Items listed in a dataset
_ _ _

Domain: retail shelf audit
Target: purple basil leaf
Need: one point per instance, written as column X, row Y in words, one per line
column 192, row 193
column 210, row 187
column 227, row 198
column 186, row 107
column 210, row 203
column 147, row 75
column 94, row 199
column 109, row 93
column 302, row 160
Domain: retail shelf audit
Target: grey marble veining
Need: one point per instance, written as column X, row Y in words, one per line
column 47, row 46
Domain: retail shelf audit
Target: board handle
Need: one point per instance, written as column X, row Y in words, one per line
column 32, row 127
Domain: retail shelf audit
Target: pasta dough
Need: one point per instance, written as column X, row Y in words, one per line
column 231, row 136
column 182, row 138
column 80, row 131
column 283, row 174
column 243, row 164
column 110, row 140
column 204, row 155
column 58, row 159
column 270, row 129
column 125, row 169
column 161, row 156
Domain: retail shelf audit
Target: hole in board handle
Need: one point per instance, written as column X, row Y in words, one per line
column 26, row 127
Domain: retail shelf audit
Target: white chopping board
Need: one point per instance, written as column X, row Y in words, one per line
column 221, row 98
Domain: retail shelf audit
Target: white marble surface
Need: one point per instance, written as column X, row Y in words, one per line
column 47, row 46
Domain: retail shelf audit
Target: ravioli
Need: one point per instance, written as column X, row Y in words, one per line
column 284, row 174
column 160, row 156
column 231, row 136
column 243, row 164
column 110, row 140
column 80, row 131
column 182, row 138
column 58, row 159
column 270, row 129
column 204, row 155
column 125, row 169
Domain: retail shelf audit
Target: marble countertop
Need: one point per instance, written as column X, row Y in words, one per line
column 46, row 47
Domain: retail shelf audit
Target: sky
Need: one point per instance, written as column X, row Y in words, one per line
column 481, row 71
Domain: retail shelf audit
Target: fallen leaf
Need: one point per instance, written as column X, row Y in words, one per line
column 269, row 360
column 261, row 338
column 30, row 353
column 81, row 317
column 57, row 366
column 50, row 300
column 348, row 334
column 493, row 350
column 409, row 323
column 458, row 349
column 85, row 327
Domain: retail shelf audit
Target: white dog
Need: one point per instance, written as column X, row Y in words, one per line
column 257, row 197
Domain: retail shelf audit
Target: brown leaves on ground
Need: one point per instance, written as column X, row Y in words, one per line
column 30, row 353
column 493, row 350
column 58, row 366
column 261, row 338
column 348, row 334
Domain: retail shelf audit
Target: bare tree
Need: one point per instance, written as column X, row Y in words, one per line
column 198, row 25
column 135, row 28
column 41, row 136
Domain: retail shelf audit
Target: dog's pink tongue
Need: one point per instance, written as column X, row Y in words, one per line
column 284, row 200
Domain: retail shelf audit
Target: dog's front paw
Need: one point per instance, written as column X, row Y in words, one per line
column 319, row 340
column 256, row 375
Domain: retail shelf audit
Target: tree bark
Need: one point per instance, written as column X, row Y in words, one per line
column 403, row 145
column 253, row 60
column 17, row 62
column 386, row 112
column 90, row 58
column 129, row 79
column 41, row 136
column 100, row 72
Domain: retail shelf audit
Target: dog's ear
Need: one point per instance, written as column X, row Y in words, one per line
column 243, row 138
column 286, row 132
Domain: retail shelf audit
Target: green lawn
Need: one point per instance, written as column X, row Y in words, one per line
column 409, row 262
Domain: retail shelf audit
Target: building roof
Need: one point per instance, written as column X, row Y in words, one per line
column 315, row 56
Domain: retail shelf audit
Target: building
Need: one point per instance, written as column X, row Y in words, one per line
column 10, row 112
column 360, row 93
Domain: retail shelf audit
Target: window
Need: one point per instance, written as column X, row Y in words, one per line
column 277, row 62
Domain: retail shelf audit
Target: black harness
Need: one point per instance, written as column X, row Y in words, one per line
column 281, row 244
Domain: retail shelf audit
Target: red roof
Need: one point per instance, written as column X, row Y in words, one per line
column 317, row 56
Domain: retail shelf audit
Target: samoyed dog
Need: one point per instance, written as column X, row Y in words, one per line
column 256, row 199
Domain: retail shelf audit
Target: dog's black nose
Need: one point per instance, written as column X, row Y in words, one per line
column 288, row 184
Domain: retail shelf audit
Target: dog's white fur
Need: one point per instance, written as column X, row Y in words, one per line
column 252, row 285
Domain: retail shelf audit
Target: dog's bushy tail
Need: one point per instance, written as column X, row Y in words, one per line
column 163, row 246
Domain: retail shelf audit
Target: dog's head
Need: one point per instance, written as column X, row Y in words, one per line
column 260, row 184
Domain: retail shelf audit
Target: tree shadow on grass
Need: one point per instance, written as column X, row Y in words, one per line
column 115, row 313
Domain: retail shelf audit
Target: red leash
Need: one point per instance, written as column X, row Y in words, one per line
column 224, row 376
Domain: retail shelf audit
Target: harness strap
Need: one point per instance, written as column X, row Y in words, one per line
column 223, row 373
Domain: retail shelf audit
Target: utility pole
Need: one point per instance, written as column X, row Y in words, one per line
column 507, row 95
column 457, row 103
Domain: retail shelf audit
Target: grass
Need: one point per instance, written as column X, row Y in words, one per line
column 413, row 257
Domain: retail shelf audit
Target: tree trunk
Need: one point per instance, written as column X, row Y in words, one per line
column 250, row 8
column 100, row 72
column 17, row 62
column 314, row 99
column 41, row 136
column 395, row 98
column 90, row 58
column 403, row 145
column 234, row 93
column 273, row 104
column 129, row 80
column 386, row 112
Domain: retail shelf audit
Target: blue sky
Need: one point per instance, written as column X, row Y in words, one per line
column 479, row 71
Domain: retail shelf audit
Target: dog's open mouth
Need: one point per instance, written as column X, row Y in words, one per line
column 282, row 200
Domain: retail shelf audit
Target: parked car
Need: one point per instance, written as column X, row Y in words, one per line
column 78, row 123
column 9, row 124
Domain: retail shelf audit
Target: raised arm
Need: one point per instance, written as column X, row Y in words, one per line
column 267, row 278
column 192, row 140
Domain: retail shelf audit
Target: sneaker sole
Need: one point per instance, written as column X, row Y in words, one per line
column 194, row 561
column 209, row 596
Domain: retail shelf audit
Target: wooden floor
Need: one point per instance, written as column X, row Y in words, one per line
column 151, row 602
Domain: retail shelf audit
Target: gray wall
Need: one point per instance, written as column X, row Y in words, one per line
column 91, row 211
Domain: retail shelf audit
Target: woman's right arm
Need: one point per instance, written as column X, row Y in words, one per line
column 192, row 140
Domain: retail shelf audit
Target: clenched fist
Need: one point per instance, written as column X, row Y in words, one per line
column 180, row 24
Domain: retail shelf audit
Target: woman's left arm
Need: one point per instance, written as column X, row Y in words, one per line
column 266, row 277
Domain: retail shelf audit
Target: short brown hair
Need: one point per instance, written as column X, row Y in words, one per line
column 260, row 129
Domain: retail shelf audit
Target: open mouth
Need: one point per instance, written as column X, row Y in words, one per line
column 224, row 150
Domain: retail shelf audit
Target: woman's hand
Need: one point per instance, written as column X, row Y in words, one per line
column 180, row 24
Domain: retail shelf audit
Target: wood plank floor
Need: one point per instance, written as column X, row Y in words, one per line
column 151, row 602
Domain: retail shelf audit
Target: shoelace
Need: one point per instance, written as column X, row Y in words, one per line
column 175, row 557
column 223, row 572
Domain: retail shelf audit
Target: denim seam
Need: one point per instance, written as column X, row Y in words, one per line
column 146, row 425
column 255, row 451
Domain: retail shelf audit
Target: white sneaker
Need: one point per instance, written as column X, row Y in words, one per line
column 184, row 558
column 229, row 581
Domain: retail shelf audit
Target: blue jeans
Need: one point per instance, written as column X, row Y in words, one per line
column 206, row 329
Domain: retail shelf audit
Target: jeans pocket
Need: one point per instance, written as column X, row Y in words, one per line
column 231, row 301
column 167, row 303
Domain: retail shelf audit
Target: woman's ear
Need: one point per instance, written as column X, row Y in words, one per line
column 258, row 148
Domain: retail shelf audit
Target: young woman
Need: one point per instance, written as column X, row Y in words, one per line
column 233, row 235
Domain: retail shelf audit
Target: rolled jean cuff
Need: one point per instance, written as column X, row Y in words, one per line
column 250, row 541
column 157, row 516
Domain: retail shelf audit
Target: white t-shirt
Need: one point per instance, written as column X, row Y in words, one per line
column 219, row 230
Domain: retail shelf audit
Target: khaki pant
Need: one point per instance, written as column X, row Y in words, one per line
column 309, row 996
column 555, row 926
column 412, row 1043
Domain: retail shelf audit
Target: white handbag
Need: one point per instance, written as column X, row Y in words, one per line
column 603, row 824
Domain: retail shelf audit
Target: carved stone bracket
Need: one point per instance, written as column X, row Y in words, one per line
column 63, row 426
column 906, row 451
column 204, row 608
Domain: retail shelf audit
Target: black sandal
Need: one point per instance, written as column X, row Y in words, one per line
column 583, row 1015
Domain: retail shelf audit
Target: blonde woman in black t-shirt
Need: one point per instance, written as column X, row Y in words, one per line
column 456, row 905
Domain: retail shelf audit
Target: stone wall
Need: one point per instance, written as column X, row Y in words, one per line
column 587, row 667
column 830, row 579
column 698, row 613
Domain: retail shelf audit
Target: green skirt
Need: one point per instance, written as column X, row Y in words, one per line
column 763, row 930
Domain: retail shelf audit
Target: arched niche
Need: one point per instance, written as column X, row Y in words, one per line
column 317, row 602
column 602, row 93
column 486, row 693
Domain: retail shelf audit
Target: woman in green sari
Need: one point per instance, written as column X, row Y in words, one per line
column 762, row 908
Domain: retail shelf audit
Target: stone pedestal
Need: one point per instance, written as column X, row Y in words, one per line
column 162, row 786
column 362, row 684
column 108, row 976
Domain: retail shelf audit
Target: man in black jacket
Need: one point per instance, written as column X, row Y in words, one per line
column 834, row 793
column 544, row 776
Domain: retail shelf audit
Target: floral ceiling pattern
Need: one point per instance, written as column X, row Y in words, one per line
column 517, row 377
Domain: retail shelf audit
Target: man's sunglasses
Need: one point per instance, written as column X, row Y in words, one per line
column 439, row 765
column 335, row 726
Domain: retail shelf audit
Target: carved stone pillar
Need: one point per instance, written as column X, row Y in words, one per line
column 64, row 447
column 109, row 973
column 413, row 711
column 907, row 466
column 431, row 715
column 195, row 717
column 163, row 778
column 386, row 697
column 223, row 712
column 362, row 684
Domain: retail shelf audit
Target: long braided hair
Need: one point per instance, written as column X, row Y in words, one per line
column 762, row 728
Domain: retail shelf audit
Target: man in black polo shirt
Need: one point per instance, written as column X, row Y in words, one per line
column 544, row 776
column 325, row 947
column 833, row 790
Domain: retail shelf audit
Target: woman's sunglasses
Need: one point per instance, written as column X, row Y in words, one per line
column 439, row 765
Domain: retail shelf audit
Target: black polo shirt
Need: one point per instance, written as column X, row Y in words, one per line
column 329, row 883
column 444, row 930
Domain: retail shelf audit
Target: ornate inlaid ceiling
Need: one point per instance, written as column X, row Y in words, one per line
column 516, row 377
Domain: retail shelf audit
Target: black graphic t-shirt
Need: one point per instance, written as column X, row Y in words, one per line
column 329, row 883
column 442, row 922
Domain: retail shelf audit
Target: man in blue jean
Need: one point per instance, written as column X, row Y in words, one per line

_ _ _

### TASK
Please express the records from the first line up to and including the line with "column 32, row 127" as a Markdown table with the columns Row and Line Text, skipping blank lines.

### SOLVED EXERCISE
| Row | Line Text |
|---|---|
| 1 | Domain: retail shelf audit |
| 2 | Target: purple basil leaf |
| 3 | Need: one point per instance, written as column X, row Y in words, one per line |
| 4 | column 192, row 193 |
| 5 | column 210, row 187 |
| 6 | column 227, row 198 |
| 7 | column 186, row 107 |
| 8 | column 210, row 203 |
| 9 | column 147, row 75 |
| 10 | column 94, row 199 |
| 11 | column 109, row 93 |
| 12 | column 302, row 160 |
| 13 | Domain: retail shelf audit |
| 14 | Target: grey marble veining |
| 15 | Need: one point per instance, written as column X, row Y in words, one per line |
| 16 | column 47, row 46 |
| 17 | Domain: retail shelf audit |
| 18 | Target: board handle |
| 19 | Need: one point per instance, written as column X, row Y in words, one per line |
| 20 | column 32, row 127 |